• Written problem: In the forum thread about the TreeExporter plug-in, from which folder does the plug-in start exporting the tree unless you choose to start higher up?

# LR2/TreeExporter - Export your images while preserving the folder structure



## Tim Armes (Jun 14, 2009)

Hi,

I've just released a new plug-in that'll export images whilst preserving the original folder structure.

The plug-in scans the images to be exported in order to determine the deepest folder that contains all the images, and then exports the tree from this point (although you can optionally choose to start higher up) to your destination.

Real time examples are given so that it's very clear what's going to happen.  The UI is polished and easy to use.

More details here:

http://www.timothyarmes.com/lr2treeexporter.php

and don't miss the quick guide:

http://www.timothyarmes.com/lr2treeexporter.php?sec=quickguide

Tim


----------



## Denis Pagé (Jun 16, 2009)

Wow! I think you are filling a BIG GAP here!


----------



## Paul (Jun 16, 2009)

Am a raw LR2 newbie Tim, but once I've found my feet I'll be sure to come back and try your plugin, thanks! (This a bookmark for the thread? No way, it's a...comment and thanks)

By the way, nice to see Lua being used so well  
- is it compatible with Mac OS X? (i note it has a Win "unzip")


----------



## Sean McCormack (Jun 17, 2009)

Zip is the OS compressor on Mac too Paul.


----------



## Paul (Jun 17, 2009)

Should you try the executable (unzip.exe) in tLR2TreeExporter.lrplugin/Win   - you'll be disappointed on OS X 

Just because I'm ignorant about LR2 doesn't mean I'm clueless about all software, but I do understand you'll not (yet) know my geek-y-ness  rating


----------



## Victoria Bampton (Jun 17, 2009)

All geeks welcomed.  Around here it's not an insult.  

Fortunately Tim is also a real geek and builds cross-platform Lightroom plugins.


----------



## Sean McCormack (Jun 17, 2009)

If I turned off Parallels, I might be 

The Win folder is usually accessed by the internal WIN_ENV variable inside the plugin, so Mac users would only see it looking inside the package. You'll find that a lot of plugins that use external CLI commands have Win and Mac folders. My FFMPEG plugin has both. 

There's a geekiness rating?.. Oeerrr...


----------



## Brad Snyder (Jun 17, 2009)

Sean McCormack;47'43 said:
			
		

> There's a geekiness rating?.. Oeerrr...



At one point there was a whole geek code identifier, for signature inclusion, when corresponding with fellow geeks.  Not just your overall geek rating, but classified across various subsets.  Geek Code


----------

• Record list:
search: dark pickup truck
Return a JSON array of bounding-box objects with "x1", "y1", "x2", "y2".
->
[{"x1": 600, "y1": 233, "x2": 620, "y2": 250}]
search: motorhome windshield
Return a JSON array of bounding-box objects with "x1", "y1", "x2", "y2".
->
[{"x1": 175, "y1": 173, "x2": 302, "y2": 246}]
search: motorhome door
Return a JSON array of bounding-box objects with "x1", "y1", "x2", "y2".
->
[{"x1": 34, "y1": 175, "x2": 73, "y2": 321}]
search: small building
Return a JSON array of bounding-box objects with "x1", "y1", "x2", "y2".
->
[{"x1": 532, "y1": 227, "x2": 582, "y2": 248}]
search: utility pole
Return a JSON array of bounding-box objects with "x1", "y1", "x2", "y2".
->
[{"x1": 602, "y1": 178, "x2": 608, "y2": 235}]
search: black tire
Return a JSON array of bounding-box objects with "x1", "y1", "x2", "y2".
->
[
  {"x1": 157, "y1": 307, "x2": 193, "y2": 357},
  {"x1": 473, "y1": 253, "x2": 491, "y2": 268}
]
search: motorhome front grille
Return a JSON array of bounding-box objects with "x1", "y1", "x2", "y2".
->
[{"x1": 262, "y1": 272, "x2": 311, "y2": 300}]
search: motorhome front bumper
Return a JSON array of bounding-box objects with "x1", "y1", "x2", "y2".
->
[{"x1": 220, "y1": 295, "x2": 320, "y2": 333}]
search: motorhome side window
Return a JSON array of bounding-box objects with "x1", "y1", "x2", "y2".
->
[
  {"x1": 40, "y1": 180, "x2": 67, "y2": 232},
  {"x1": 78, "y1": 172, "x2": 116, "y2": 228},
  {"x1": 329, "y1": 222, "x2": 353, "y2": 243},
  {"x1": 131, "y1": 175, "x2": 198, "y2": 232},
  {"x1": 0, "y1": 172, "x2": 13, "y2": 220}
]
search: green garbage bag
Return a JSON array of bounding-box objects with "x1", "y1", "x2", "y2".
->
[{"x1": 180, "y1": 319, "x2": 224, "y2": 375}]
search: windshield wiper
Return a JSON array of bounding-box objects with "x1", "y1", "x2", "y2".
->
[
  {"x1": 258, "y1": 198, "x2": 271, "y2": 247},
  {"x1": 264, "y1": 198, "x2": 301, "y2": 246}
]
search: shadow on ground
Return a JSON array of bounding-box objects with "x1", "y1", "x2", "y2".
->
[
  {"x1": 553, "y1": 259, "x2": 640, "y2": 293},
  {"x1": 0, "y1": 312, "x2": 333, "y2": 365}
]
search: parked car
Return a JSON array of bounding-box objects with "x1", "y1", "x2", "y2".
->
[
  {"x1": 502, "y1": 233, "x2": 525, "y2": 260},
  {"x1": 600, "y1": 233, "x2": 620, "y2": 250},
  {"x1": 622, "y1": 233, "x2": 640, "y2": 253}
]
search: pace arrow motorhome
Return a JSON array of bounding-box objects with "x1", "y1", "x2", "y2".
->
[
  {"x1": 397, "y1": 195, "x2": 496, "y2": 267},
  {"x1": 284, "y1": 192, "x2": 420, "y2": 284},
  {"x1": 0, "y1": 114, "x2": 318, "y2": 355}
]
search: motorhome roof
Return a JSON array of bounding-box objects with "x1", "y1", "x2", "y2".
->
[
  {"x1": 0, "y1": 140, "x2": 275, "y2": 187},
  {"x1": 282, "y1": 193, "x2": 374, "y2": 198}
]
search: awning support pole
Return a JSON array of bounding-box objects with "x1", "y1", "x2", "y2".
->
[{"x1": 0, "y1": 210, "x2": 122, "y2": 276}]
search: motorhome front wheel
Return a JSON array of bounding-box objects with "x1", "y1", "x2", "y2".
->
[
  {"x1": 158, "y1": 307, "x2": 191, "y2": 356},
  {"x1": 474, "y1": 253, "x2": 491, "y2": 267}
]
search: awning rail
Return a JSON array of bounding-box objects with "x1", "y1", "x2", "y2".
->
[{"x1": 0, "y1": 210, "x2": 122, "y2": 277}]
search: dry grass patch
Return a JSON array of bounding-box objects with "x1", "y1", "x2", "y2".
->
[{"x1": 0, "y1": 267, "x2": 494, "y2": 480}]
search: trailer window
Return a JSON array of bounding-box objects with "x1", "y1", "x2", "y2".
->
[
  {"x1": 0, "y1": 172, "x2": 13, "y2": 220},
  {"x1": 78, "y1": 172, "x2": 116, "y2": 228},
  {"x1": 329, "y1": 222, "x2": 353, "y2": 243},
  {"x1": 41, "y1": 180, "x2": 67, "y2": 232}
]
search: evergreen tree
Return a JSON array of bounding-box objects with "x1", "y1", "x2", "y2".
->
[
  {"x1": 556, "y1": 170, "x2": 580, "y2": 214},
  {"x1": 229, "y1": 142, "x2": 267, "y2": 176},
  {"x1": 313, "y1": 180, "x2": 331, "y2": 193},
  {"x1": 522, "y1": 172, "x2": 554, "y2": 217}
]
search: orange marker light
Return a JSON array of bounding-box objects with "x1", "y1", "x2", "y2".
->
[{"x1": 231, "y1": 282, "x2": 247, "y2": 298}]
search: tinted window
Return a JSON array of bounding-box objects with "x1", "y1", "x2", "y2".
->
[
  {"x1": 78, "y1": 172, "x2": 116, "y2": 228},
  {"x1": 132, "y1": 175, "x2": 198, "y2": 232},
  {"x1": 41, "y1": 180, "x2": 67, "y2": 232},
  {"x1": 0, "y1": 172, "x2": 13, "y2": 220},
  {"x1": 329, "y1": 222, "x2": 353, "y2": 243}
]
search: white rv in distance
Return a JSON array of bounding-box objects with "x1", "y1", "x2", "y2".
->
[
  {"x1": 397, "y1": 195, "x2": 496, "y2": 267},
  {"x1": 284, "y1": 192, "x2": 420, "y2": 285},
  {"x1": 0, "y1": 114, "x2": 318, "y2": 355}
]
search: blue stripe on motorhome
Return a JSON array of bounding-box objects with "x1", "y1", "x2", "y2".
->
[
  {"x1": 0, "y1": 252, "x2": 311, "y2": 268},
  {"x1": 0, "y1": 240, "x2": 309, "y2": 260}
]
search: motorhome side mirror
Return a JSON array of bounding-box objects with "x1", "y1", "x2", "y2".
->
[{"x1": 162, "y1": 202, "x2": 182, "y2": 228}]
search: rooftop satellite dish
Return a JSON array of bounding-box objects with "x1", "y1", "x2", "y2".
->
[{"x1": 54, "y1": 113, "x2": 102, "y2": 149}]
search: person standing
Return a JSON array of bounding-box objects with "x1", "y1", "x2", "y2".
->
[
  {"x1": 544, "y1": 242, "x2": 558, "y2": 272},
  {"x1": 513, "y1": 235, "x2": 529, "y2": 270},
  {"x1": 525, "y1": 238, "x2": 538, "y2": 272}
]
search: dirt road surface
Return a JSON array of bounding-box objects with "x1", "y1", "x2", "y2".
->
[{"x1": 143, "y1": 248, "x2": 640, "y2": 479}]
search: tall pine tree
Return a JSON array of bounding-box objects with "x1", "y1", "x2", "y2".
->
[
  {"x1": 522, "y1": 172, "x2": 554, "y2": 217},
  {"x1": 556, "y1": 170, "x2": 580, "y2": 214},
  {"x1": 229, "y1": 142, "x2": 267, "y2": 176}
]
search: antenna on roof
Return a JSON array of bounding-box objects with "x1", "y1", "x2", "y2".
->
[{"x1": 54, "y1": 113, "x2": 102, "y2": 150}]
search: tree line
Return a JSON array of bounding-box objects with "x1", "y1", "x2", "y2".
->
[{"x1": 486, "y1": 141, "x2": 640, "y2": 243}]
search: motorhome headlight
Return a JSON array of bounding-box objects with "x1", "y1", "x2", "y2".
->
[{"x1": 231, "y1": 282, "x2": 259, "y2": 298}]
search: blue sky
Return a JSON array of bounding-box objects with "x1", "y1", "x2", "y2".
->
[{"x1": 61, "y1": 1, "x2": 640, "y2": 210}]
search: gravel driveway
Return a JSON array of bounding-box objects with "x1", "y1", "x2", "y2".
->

• Response to the task: From the deepest folder that contains all the images being exported.